Must a website get consent from a user before placing cookies in the user’s browser? The EU’s ePrivacy Directive says that yes, consent from the user is required prior to placement of most cookies (regardless of whether the cookies track personal data). But under the General Data Protection Regulation (GDPR), consent is only one of several “lawful bases” available to justify collection of personal data. If cookies are viewed as “personal data” under the GDPR – specifically, the placement of cookies in a user’s browser – must a website still get consent in order to place cookies, or instead can the site rely on one of those other “lawful bases” for dropping cookies?
First, are cookies “personal data” governed by the GDPR? Or to be more precise, do cookies that may identify individuals fall under the GDPR? This blog says yes: “when cookies can identify an individual, it is considered personal data. … While not all cookies are used in a way that could identify users, the majority (and the most useful ones to the website owners) are, and will therefore be subject to the GDPR.” This blog says no: “cookie usage and its related consent acquisition are not governed by the GDPR, they are instead governed by the ePrivacy Directive.” (emphasis added) Similarly with this blog.
Arguably, the debate doesn’t matter. Under the GDPR, websites need a “lawful basis” for processing of personal data. Consent is one such lawful basis, but there are others – legitimate interests, performance of a contract, etc. The GDPR does not expressly assign preferences among the different lawful bases. Similarly, except for processing of “sensitive” personal data, the GDPR does not single out any particular type of processing as requiring any one or another such basis. The GDPR does not – by itself – require that user consent be obtained prior to the placement of cookies.

● DIRECTIVE
Reproduce the text on cookie consent word for word, starting with "Arguably, the debate" and going on through "placement of cookies.".

● DATASET EXTRACT
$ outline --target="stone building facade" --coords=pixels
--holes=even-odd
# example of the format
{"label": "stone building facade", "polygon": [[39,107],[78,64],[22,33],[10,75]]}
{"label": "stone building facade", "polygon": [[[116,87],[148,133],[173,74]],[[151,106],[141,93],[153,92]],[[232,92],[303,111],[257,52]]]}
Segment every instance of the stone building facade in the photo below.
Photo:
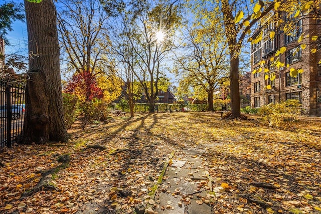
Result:
{"label": "stone building facade", "polygon": [[[251,45],[252,108],[294,99],[303,108],[321,108],[321,22],[307,17],[296,22],[296,29],[291,36],[277,31],[271,24],[261,30],[262,41]],[[269,37],[271,31],[275,33],[273,39]],[[257,31],[252,38],[254,39],[260,32]],[[317,39],[314,41],[316,37],[312,37],[315,36]],[[286,51],[275,56],[281,47],[285,47]],[[278,57],[284,63],[279,68],[271,62],[271,58],[275,62]],[[293,70],[303,72],[291,77],[290,72]],[[275,75],[272,81],[271,74]],[[267,88],[268,85],[270,87]]]}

● RESULT
Arguably, the debate doesn’t matter. Under the GDPR, websites need a “lawful basis” for processing of personal data. Consent is one such lawful basis, but there are others – legitimate interests, performance of a contract, etc. The GDPR does not expressly assign preferences among the different lawful bases. Similarly, except for processing of “sensitive” personal data, the GDPR does not single out any particular type of processing as requiring any one or another such basis. The GDPR does not – by itself – require that user consent be obtained prior to the placement of cookies.